**Prompt**
Please answer these from the text on California insurance policy limits:
(a) Which section of the Vehicle Code sets California's minimum liability coverage amount?
(b) Which law firm's attorneys are named as able to guide you through your claim?
(c) In the example, how much bodily injury liability coverage does the at-fault driver have?

**Study text**
|---|

In every state, insurance policies have limits that determine how much another driver may be entitled to if the policyholder causes an accident. However, policy limits aren’t always enough to cover the various medical expenses you incur after an auto accident injury
After an accident, you may wonder, How often do auto accident settlements exceed policy limits in California? If your damages exceed the other driver’s policy limits, there are other ways to pursue compensation. The attorneys of Glotzer & Leib, LLP., can help guide you through your claim from start to finish.
Under Vehicle Code § 16451, California sets a minimum liability coverage amount for all drivers. This includes both bodily injury and property damage coverage.
Minimum Bodily Injury Liability Limits
Minimum Property Damage Liability Limits
Keep in mind that this is only the minimum coverage required by law. Some motorists have coverage with higher policy limits.
By law, insurance companies in California must examine all of the details of your claim and offer a fair settlement. However, most insurance companies consider a fair settlement to be anything under or at a policy limit. For example, if the at-fault driver has $15,000 in bodily injury liability coverage, the injured party is entitled to that $15,000 limit.

|---|

**Dataset content**
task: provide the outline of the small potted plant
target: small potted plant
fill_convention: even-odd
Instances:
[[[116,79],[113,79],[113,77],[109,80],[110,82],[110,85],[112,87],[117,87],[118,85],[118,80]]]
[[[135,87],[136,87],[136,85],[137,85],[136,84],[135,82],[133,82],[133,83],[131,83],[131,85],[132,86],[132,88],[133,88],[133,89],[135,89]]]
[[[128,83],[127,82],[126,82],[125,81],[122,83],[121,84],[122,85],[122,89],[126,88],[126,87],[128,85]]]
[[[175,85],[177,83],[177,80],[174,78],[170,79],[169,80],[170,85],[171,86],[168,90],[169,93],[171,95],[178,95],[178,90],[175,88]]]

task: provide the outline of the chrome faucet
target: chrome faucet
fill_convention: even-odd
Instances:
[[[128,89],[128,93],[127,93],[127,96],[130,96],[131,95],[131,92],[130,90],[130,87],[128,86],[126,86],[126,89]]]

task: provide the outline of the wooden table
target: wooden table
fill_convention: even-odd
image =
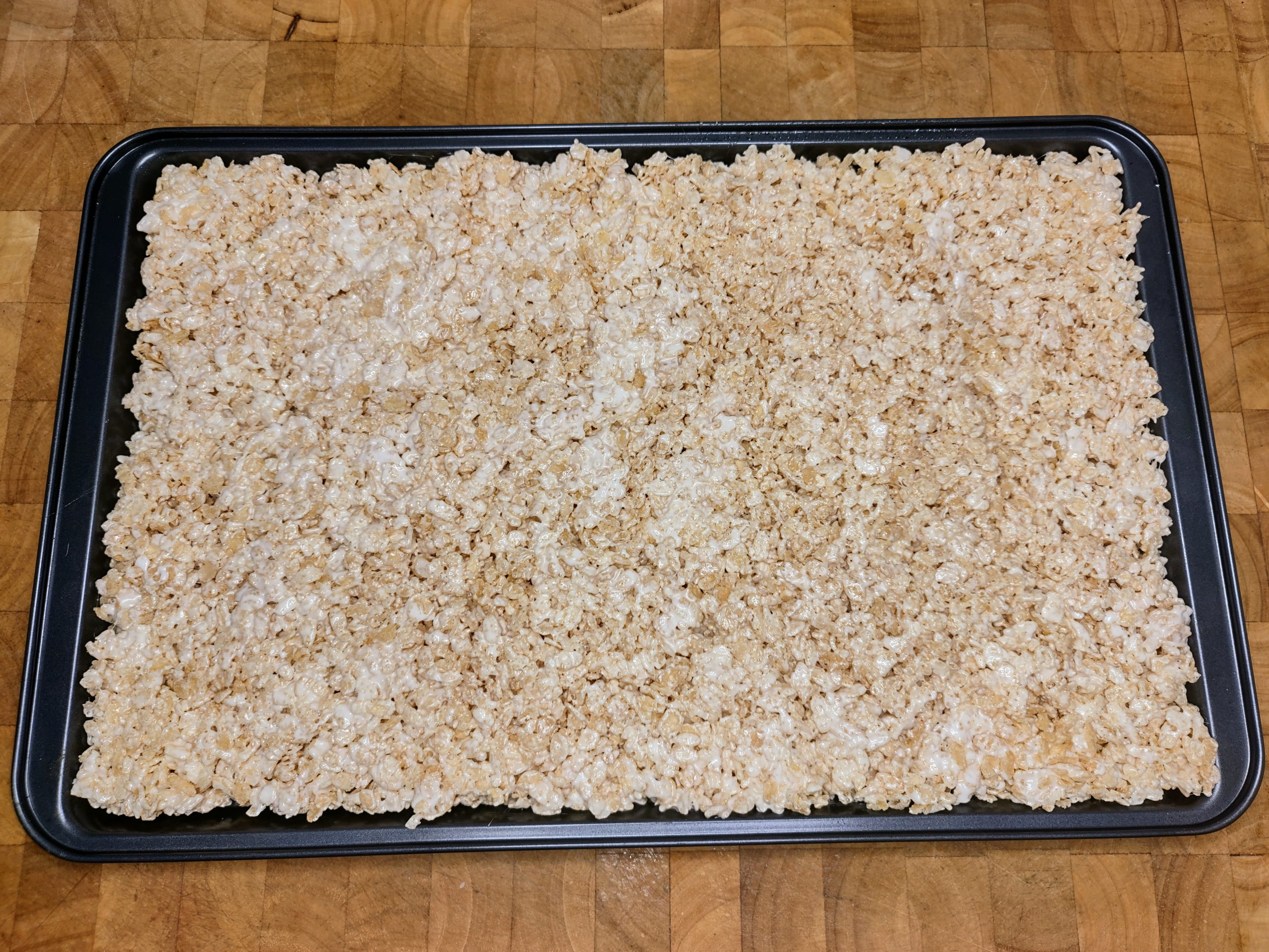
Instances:
[[[4,770],[84,182],[160,124],[1126,118],[1171,166],[1269,671],[1265,0],[0,0],[0,37]],[[1269,796],[1197,839],[94,867],[4,790],[14,949],[1269,947]]]

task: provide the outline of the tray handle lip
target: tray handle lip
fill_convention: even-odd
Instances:
[[[1225,576],[1227,600],[1230,602],[1230,618],[1233,623],[1233,650],[1239,664],[1240,689],[1244,707],[1247,713],[1247,774],[1244,782],[1230,801],[1230,805],[1216,817],[1209,820],[1184,825],[1164,828],[1133,828],[1126,830],[1085,830],[1088,838],[1122,838],[1122,836],[1170,836],[1170,835],[1197,835],[1213,833],[1228,826],[1237,820],[1251,805],[1259,791],[1264,776],[1264,741],[1260,734],[1260,716],[1256,704],[1256,691],[1251,678],[1250,649],[1246,636],[1246,626],[1239,598],[1239,580],[1232,571],[1232,541],[1230,537],[1228,515],[1225,506],[1225,493],[1220,479],[1220,465],[1216,453],[1216,442],[1212,433],[1211,411],[1206,399],[1203,382],[1203,368],[1199,358],[1198,343],[1194,334],[1193,306],[1189,294],[1189,281],[1185,273],[1181,251],[1180,234],[1176,223],[1175,202],[1171,190],[1171,178],[1167,165],[1159,147],[1141,129],[1123,119],[1109,116],[1006,116],[1006,117],[958,117],[940,119],[844,119],[844,121],[770,121],[770,122],[700,122],[700,123],[561,123],[561,124],[490,124],[490,126],[382,126],[382,127],[349,127],[349,126],[184,126],[184,127],[154,127],[135,132],[114,143],[98,160],[84,189],[84,208],[80,221],[79,244],[76,249],[76,261],[74,269],[74,282],[71,301],[67,315],[66,343],[62,354],[62,377],[58,387],[56,416],[53,423],[52,448],[49,453],[48,480],[44,487],[43,509],[41,514],[41,529],[36,550],[36,571],[32,583],[32,605],[27,631],[27,654],[22,671],[22,698],[18,706],[18,724],[14,734],[14,760],[10,777],[10,793],[14,811],[23,829],[43,849],[62,859],[75,862],[135,862],[135,861],[162,861],[162,859],[197,859],[197,858],[260,858],[273,856],[294,856],[294,850],[286,848],[260,848],[227,850],[207,850],[192,848],[188,850],[165,852],[99,852],[84,849],[66,842],[57,833],[67,830],[48,831],[36,820],[29,806],[29,791],[25,784],[27,749],[29,746],[30,732],[30,697],[39,668],[39,645],[43,638],[43,608],[48,598],[48,567],[52,555],[53,539],[57,528],[56,504],[60,498],[61,468],[65,457],[66,416],[70,410],[74,391],[74,371],[77,358],[79,333],[82,324],[85,281],[90,259],[89,235],[95,221],[96,199],[105,178],[119,165],[126,164],[128,157],[146,146],[164,143],[178,145],[181,140],[199,138],[206,136],[240,136],[242,138],[272,137],[274,140],[302,138],[306,136],[346,136],[346,137],[372,137],[372,136],[419,136],[420,138],[443,138],[448,135],[506,135],[522,137],[537,137],[543,135],[556,136],[563,131],[571,131],[580,137],[586,133],[631,133],[631,132],[706,132],[706,133],[744,133],[765,132],[778,133],[782,131],[816,132],[816,131],[841,131],[841,129],[874,129],[882,132],[942,132],[948,133],[966,129],[997,129],[997,128],[1032,128],[1053,129],[1060,132],[1071,127],[1099,128],[1107,133],[1121,137],[1126,143],[1138,149],[1150,161],[1157,176],[1160,199],[1164,206],[1164,226],[1167,234],[1167,244],[1173,253],[1174,275],[1178,283],[1179,302],[1183,311],[1183,325],[1185,333],[1187,363],[1198,397],[1195,400],[1199,416],[1199,439],[1203,444],[1204,462],[1207,463],[1207,479],[1212,493],[1214,509],[1214,528],[1217,536],[1217,548],[1222,559],[1222,575]],[[74,839],[74,831],[71,830]],[[1070,831],[1062,829],[1037,830],[1029,835],[1016,836],[1008,831],[1004,835],[987,835],[983,839],[1053,839],[1068,836]],[[879,835],[853,835],[851,840],[867,842],[904,842],[915,840],[949,840],[949,839],[976,839],[973,833],[968,834],[921,834],[919,836],[893,836]],[[709,842],[723,842],[727,838],[713,838]],[[747,836],[735,839],[736,843],[797,843],[797,842],[832,842],[824,836],[797,835],[789,836]],[[695,842],[692,836],[666,836],[664,840],[648,838],[654,845],[690,844]],[[567,845],[604,845],[603,836],[595,836],[593,843],[585,840],[569,840]],[[346,856],[357,853],[387,853],[387,852],[430,852],[430,849],[516,849],[516,848],[547,848],[551,845],[566,845],[565,843],[547,843],[541,840],[508,840],[472,844],[410,844],[400,848],[365,849],[362,848],[317,848],[303,850],[305,856]]]

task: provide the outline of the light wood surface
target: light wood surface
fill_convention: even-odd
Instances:
[[[1269,674],[1266,0],[0,0],[4,770],[79,207],[122,136],[1062,112],[1171,166]],[[1269,948],[1269,796],[1197,839],[108,867],[53,859],[0,796],[14,949]]]

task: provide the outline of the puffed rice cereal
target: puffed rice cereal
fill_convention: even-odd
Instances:
[[[169,166],[74,792],[1211,793],[1115,159]]]

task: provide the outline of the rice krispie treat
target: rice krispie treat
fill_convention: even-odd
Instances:
[[[74,792],[1209,793],[1119,165],[169,166]]]

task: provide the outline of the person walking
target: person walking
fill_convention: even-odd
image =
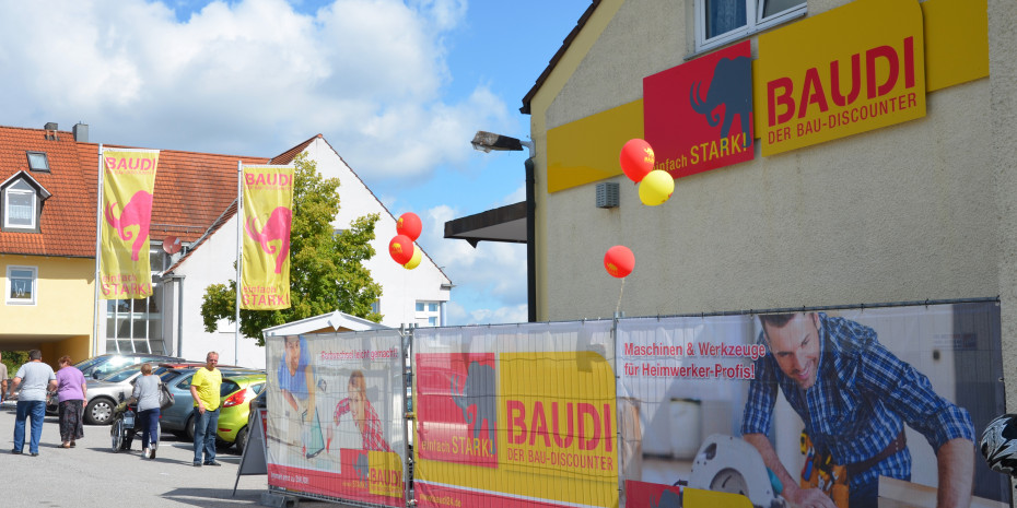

|---|

**Task result**
(a) Vehicle Code § 16451
(b) Glotzer & Leib, LLP.
(c) $15,000